● PROVIDED PASSAGE:

• • • •

“It is high time we addressed the widening inequities that characterize our planet today. We need to focus our energies towards achieving basic healthcare for all.” Pascoal Mocumbi, former prime minister of Mozambique
In my country, Mozambique, the entire population is at risk of malaria. One in every four children dies before the age of five and, as in much of Africa, malaria is the biggest cause. The poorest populations are most at risk and the disease often strikes children, women who lose their acquired immunity to malaria during pregnancy, and people who lack any immunity to the disease, such as displaced persons and migrants.
Worldwide, malaria is among humanity's largest — and oldest — health and developmental challenges. It kills more than a million people every year and another 300 million to 500 million people have less severe forms of the disease. Half of the world's population lives in the 103 countries where the whine of a mosquito can herald sickness and death.
Malaria also traps countries in a vicious cycle of poverty and ill health. Sub-Saharan Africa loses an estimated US$12 billion every year from its already meagre gross domestic product because of the disease. Progress by African countries in expanding their economies and reducing poverty over the past decade is now endangered by a failure to use our collective knowledge and wisdom to bring medical advances to bear for the benefit of all our citizens.

• • • •

● RECORD SET:

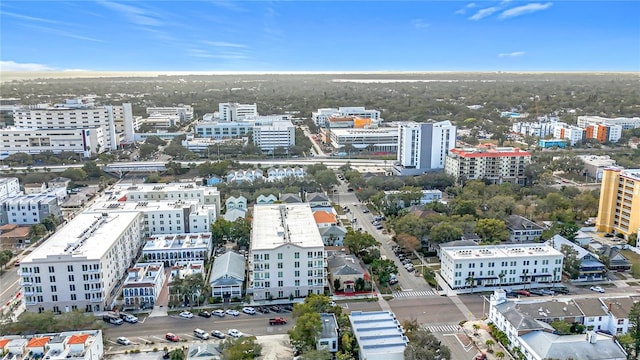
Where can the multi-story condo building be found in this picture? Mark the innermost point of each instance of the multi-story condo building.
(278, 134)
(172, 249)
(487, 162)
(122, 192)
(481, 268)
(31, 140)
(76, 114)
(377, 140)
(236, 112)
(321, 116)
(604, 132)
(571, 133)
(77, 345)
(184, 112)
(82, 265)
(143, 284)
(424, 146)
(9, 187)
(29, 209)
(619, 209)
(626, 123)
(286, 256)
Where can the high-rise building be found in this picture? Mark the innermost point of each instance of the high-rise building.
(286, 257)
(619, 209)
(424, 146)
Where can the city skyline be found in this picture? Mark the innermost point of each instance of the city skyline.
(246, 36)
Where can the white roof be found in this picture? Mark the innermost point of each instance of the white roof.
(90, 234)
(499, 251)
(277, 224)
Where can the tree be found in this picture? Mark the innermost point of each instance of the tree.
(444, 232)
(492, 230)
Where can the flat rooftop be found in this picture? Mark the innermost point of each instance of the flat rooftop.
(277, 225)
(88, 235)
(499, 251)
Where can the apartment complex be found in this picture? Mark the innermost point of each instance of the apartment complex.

• • • •

● EXERCISE REQUIREMENTS:
1 – In the malaria passage, translate this sentence into French: "Malaria also traps countries in a vicious cycle of poverty and ill health."
2 – According to the malaria passage, which groups of people does the disease often strike? List each one.
3 – Go on with the malaria passage, starting after its final sentence.

● ACTIVITY ANSWERS:
1 – Le paludisme enferme aussi les pays dans un cercle vicieux de pauvreté et de mauvaise santé.

2 –
- Children
- Women who lose their acquired immunity to malaria during pregnancy
- People who lack any immunity to the disease, such as displaced persons and migrants

3 –
Many people in Africa consider malaria and its associated suffering to be an inevitable part of everyday life. Parents live in constant fear of this ‘fever’. But malaria is an eminently preventable and curable disease if only adequate measures are taken, diagnosis is prompt and effective treatments are available. One day, vaccines might provide further help to defeat this deadly disease.
Malaria was only recently labelled a tropical disease, after it was successfully controlled in temperate zones in the 1950s and 1960s. Eradication remains a distant dream in Africa. Today sub-Saharan Africa shoulders 90% of the worldwide malaria burden. The international community cannot with a clear conscience afford to ignore this public-health crisis any longer — in particular now that there is compelling evidence that public health is intimately linked to development and escaping poverty.
Malaria is returning to regions from which it had disappeared, and drug-resistant parasites are emerging — as are insecticide-resistant mosquitoes. These signs should be a wake-up call to politicians and policy-makers, and indeed to the public, as to the urgency of working together to develop research and control strategies to contain this scourge.
Above all, we need to think in radical new ways — ways that show we are more conscious of our common humanity in this third millennium. Ways that make the obligation to help our weakest members the rule and the priority, rather than the exception. And ways in which there is no longer any place for the ‘my problem versus your problem’ attitude that is still too prevalent in today's otherwise globalized world.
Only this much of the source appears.